Only a number is wanted here: how many lines in the records below contain the string "with".

Stored data entries:
☆ ☆ ☆ ☆ ☆ ☆ ☆

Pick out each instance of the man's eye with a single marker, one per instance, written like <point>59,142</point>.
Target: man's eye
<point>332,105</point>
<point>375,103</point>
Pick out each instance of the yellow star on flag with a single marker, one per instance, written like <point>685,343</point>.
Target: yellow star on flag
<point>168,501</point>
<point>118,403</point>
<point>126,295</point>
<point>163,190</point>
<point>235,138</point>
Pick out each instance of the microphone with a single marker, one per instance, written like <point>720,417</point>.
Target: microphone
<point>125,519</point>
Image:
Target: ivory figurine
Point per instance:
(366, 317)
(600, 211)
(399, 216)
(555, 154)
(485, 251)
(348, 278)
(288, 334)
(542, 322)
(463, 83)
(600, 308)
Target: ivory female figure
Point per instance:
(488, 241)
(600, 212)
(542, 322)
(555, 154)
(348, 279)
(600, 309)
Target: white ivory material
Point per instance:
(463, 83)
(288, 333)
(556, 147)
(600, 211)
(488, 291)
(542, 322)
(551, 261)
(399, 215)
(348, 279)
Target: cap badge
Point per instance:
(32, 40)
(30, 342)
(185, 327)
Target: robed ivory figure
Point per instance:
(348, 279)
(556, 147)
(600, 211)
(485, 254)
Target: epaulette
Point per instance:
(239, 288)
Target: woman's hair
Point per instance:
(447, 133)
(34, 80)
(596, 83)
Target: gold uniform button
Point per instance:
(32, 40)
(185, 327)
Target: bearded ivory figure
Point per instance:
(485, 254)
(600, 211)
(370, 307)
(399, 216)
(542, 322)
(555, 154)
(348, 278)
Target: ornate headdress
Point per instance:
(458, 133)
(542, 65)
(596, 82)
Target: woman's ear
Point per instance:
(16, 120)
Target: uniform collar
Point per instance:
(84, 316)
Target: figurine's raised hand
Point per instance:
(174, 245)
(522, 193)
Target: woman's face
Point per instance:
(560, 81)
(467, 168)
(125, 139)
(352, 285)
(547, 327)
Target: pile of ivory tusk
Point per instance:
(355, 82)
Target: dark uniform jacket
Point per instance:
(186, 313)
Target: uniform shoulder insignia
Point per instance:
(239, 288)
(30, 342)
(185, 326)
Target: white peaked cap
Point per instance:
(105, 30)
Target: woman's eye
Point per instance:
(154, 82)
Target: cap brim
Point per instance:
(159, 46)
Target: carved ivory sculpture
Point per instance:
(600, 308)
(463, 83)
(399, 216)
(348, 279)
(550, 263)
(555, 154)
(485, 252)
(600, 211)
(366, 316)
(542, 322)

☆ ☆ ☆ ☆ ☆ ☆ ☆

Answer for this exercise: 3